Exercises —
a - Print the part of the forum thread about John 4 from "And then, at" up to and including "the intent implies.".
b - Answer these about the forum thread on John 4, marking each answer like its question:
(i) What does the woman leave behind at the well?
(ii) What does the quotation from Genesis 21:19 say?
(iii) According to Rogerant, what will the Gospel of John read like if someone rejects RH preaching completely?
c - Go on with the forum thread about John 4 and the woman at the well, starting after its final line.

And then, at this "well", this woman suddenly "sees" the well of living water sitting in front of her as Jesus reveals Himself as the messiah. As Hagar, who is confronted with our Savior, "The Angel of the Lord" by a spring of water (Gen 16:7-13), the woman at Sycars well exclaims as Hagar did, "you are the the God who sees me"! And then in Genesis 21:19, "Then God opened her eyes and she saw the well of water". The woman then leaves her empty stone pot at the well and runs to tell the story. She no longer needs to draw literal water from the well, for she has just consumed living water provided by "the God who sees me".

This story, exegeted in the historical redemptive context, reveals the true expository of what is taking place in John 4. It uses the analogy of faith. Interpreting the text as the intent implies.

We as humans tend to interpret the text literally like the woman does. All of her questions are literal. All of our Lords answers are historical redemptive or symbolical.


----------



## TaylorWest

*Application?*



Rogerant said:


> If you reject RH preaching completely and only utilize historical grammatical exegesis, the Gospel of John is going to read like a bunch of gobbledygook!
> 
> Take John chapter 4. In Jesus discussion with the Samaritan woman all of this responses to her literal questions are in the historical redemptive context. She was talking about literal water, He is talking about spiritual or "living" water. She is talking about a literal husband, He is talking about a spiritual husband.



So how would you apply this?

[Saved entries]
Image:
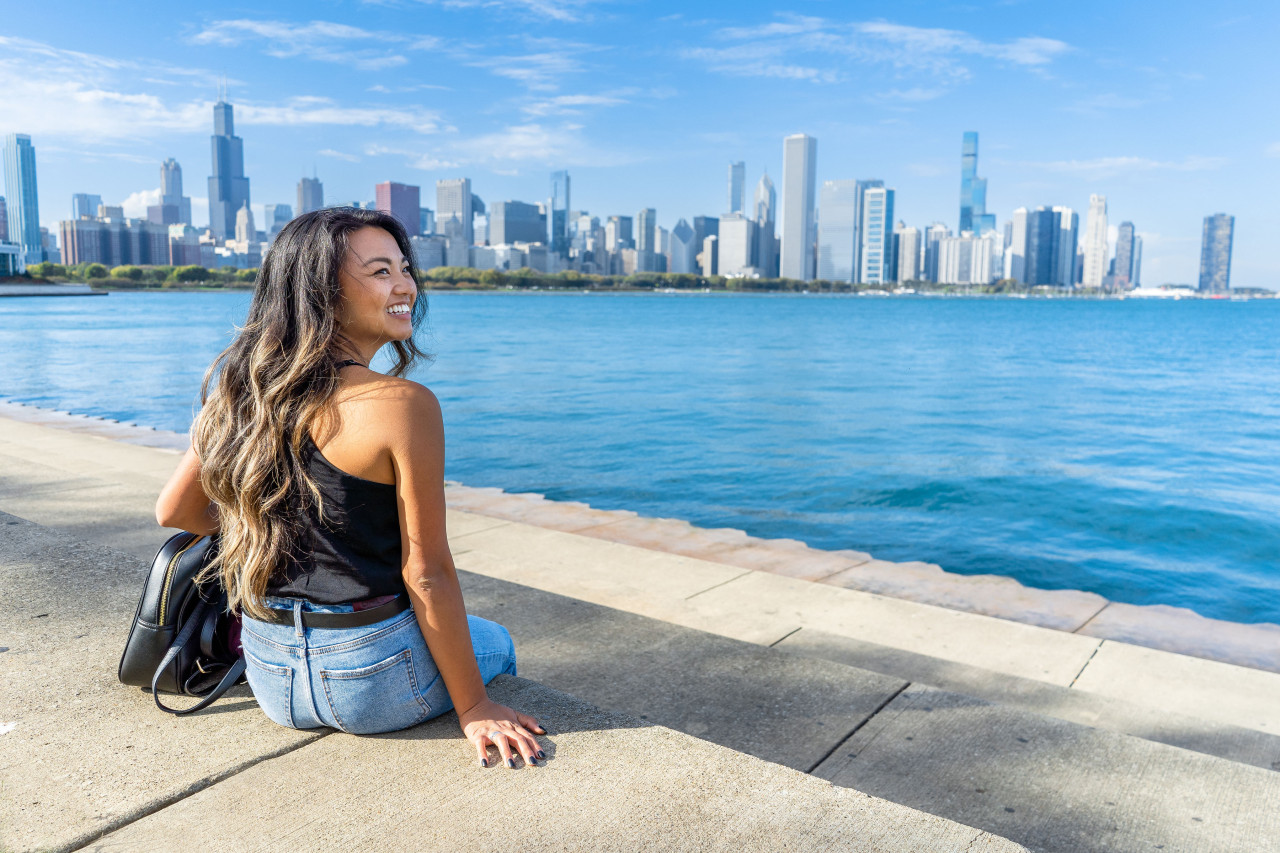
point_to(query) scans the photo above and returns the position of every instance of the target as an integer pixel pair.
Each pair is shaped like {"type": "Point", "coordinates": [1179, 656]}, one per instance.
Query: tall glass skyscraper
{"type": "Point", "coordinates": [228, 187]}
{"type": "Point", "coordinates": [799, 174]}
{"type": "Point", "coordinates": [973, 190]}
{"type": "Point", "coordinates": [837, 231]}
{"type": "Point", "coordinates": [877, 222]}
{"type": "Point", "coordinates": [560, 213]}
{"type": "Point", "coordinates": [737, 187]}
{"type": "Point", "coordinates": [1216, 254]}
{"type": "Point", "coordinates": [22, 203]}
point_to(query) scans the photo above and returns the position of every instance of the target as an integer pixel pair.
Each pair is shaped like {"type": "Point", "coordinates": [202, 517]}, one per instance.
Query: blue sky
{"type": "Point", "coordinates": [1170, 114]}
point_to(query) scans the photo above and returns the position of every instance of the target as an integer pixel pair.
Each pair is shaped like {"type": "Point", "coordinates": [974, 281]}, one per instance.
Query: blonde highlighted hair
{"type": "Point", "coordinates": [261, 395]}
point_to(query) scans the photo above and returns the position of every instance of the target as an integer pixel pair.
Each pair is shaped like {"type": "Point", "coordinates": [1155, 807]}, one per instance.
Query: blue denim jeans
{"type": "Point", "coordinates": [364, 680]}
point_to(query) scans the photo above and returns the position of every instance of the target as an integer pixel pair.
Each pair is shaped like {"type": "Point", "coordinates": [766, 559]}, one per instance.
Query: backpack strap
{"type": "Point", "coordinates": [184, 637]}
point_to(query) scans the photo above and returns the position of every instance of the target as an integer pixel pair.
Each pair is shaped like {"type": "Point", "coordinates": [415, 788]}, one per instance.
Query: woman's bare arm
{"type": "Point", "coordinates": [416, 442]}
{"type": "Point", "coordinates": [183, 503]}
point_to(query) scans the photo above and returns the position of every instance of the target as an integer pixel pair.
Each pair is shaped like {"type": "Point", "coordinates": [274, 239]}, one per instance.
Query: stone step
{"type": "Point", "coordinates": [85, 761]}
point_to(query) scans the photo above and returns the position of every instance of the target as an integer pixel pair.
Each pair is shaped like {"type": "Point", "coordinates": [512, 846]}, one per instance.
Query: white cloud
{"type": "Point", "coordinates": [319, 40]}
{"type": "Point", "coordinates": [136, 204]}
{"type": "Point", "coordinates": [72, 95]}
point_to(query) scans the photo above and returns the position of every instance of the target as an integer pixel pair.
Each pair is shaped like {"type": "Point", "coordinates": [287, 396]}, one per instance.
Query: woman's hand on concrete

Numbered responses —
a -
And then, at this "well", this woman suddenly "sees" the well of living water sitting in front of her as Jesus reveals Himself as the messiah. As Hagar, who is confronted with our Savior, "The Angel of the Lord" by a spring of water (Gen 16:7-13), the woman at Sycars well exclaims as Hagar did, "you are the the God who sees me"! And then in Genesis 21:19, "Then God opened her eyes and she saw the well of water". The woman then leaves her empty stone pot at the well and runs to tell the story. She no longer needs to draw literal water from the well, for she has just consumed living water provided by "the God who sees me".

This story, exegeted in the historical redemptive context, reveals the true expository of what is taking place in John 4. It uses the analogy of faith. Interpreting the text as the intent implies.

b -
(i) Her empty stone pot.
(ii) "Then God opened her eyes and she saw the well of water."
(iii) A bunch of gobbledygook.

c -
----------



## Rogerant

I don't apply, it God does. God applies it by proclaiming what He has done in redemption. Historical Redemptive preaching IS preaching the Gospel. It is a proclamation about what God has done for us. Not what we are doing for Him.


----------



## TaylorWest

It has been suggested that the epistle to the Hebrews is an apostolic sermon, which seems like an accurate assessment to me. I take it be a good model for how we are to handle and preach the word.

When we look at chapter 11, we find a broad sampling of all the O.T. characters. The preacher highlights what was exemplary from their lives, namely their trust in the Lord.

Then, when we look at chapter 12, we find the application:



> Therefore, since we are surrounded by so great a cloud of witnesses, let us also lay aside every weight, and sin which clings so closely, and let us run with endurance the race that is set before us, looking to Jesus, the founder and perfecter of our faith, who for the joy that was set before him endured the cross, despising the shame, and is seated at the right hand of the throne of God.



It seems you are saying that the author of the epistle to the Hebrews has mishandled those O.T. narratives by lifting them up as examples of godly lives and then exhorting his readers to do likewise.

It seems Romans922's initial question remains: Where is the scriptural warrant for neglecting application?


----------



## carlgobelman

TaylorWest said:


> It has been suggested that the epistle to the Hebrews is an apostolic sermon, which seems like an accurate assessment to me. I take it be a good model for how we are to handle and preach the word.
> 
> When we look at chapter 11, we find a broad sampling of all the O.T. characters. The preacher highlights what was exemplary from their lives, namely their trust in the Lord.
> 
> Then, when we look at chapter 12, we find the application:
> 
> 
> 
> 
> Therefore, since we are surrounded by so great a cloud of witnesses, let us also lay aside every weight, and sin which clings so closely, and let us run with endurance the race that is set before us, looking to Jesus, the founder and perfecter of our faith, who for the joy that was set before him endured the cross, despising the shame, and is seated at the right hand of the throne of God.
> 
> 
> 
> 
> It seems you are saying that the author of the epistle to the Hebrews has mishandled those O.T. narratives by lifting them up as examples of godly lives and then exhorting his readers to do likewise.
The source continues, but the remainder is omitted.